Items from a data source
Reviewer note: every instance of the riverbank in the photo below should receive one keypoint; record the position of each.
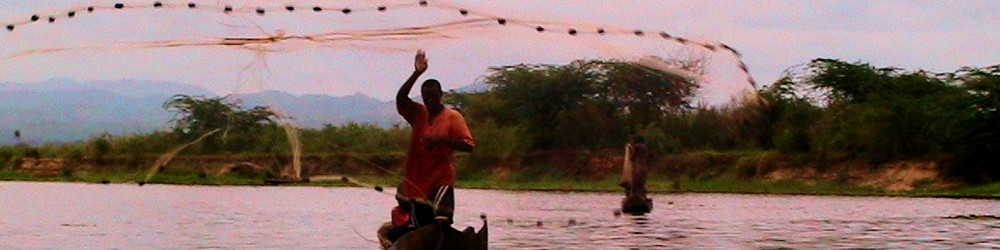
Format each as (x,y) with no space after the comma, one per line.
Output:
(726,183)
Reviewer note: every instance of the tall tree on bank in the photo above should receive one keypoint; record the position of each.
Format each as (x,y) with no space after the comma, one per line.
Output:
(241,129)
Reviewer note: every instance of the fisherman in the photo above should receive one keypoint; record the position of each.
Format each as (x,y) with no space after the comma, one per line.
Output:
(437,131)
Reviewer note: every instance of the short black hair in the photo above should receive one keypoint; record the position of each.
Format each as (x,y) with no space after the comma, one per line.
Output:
(432,82)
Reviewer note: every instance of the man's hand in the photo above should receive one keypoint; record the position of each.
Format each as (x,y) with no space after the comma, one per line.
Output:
(420,62)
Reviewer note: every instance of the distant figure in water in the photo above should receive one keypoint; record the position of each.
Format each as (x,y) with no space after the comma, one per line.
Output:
(635,169)
(437,131)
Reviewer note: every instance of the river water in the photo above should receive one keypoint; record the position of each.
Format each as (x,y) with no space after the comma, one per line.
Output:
(119,216)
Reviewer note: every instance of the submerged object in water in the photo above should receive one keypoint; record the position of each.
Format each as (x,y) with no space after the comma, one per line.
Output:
(637,205)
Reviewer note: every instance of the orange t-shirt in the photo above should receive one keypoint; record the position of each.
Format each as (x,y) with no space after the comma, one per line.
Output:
(430,167)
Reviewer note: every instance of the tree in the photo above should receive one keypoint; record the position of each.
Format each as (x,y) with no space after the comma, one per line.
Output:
(604,100)
(195,116)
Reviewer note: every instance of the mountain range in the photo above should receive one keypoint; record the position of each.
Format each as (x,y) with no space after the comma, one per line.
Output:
(65,110)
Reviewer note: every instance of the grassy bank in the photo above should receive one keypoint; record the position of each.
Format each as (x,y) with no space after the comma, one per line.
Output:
(726,183)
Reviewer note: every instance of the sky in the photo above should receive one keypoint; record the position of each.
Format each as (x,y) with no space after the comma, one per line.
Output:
(773,36)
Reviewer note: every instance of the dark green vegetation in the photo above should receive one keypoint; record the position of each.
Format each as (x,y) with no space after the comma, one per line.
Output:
(563,127)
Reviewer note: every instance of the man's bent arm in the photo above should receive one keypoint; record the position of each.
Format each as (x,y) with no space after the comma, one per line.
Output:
(403,102)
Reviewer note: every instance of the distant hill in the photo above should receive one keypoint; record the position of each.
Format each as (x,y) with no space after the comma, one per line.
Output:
(63,110)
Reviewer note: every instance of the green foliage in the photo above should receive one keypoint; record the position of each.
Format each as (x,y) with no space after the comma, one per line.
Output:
(195,116)
(584,105)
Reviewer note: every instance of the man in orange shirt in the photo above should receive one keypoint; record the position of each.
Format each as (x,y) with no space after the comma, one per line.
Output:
(437,131)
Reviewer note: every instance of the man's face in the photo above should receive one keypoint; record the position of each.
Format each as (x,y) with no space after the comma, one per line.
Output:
(430,93)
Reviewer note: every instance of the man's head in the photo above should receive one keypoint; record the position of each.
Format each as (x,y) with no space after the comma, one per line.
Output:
(430,90)
(638,139)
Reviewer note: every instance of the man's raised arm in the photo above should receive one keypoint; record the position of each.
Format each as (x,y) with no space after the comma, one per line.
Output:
(403,102)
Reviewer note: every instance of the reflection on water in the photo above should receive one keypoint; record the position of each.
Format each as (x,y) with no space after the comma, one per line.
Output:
(67,215)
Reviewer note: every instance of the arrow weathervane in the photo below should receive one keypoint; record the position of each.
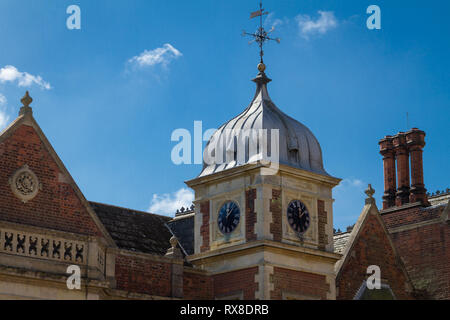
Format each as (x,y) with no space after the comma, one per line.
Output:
(260,36)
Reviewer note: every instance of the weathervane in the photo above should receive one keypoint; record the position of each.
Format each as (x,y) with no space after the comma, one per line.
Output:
(261,36)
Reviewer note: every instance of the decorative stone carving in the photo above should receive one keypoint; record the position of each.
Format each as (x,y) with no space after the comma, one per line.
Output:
(25,184)
(23,243)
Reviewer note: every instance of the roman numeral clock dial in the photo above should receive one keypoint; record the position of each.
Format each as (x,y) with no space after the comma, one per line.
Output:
(298,216)
(229,216)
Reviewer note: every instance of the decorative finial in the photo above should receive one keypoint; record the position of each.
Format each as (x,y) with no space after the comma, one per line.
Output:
(26,101)
(370,192)
(173,241)
(261,35)
(261,67)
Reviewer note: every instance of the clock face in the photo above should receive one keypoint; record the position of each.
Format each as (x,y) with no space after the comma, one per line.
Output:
(229,216)
(298,216)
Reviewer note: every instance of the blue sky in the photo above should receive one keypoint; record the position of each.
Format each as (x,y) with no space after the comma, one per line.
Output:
(110,117)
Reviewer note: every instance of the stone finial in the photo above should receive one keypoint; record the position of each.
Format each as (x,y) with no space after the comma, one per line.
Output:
(174,251)
(26,101)
(370,192)
(173,241)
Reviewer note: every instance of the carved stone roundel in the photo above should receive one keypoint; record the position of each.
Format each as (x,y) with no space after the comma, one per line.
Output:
(24,184)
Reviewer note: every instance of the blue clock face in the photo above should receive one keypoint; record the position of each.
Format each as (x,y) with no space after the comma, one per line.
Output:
(229,216)
(298,216)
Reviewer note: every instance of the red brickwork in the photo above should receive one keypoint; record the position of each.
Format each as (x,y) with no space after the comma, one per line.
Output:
(323,220)
(276,227)
(250,215)
(306,285)
(235,282)
(56,206)
(390,184)
(204,229)
(197,286)
(140,275)
(372,247)
(402,217)
(402,157)
(425,250)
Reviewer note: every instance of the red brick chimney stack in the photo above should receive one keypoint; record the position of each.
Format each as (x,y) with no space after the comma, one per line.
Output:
(387,151)
(402,157)
(415,140)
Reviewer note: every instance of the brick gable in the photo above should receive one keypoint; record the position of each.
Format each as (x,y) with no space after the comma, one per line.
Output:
(370,244)
(422,238)
(58,204)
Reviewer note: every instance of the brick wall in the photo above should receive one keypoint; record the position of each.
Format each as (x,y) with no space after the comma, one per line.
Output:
(204,229)
(323,220)
(276,227)
(197,286)
(412,215)
(372,247)
(234,282)
(141,275)
(298,283)
(56,206)
(425,250)
(250,215)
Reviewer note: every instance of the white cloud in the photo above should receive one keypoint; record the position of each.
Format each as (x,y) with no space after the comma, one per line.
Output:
(167,204)
(322,25)
(24,79)
(4,118)
(163,56)
(349,201)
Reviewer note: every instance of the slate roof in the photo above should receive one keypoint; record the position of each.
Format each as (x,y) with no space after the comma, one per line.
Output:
(135,230)
(340,241)
(183,228)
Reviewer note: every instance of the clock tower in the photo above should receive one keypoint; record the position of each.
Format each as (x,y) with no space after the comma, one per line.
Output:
(264,207)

What to do
Filter the lines above, keeping and copying those that contain "orange".

Written answer
Reviewer note: every instance of the orange t-shirt in the photo above should receive one keypoint; record the position of each.
Reviewer note: every instance of the man in orange shirt in the photo above should receive one keypoint; record the position of each.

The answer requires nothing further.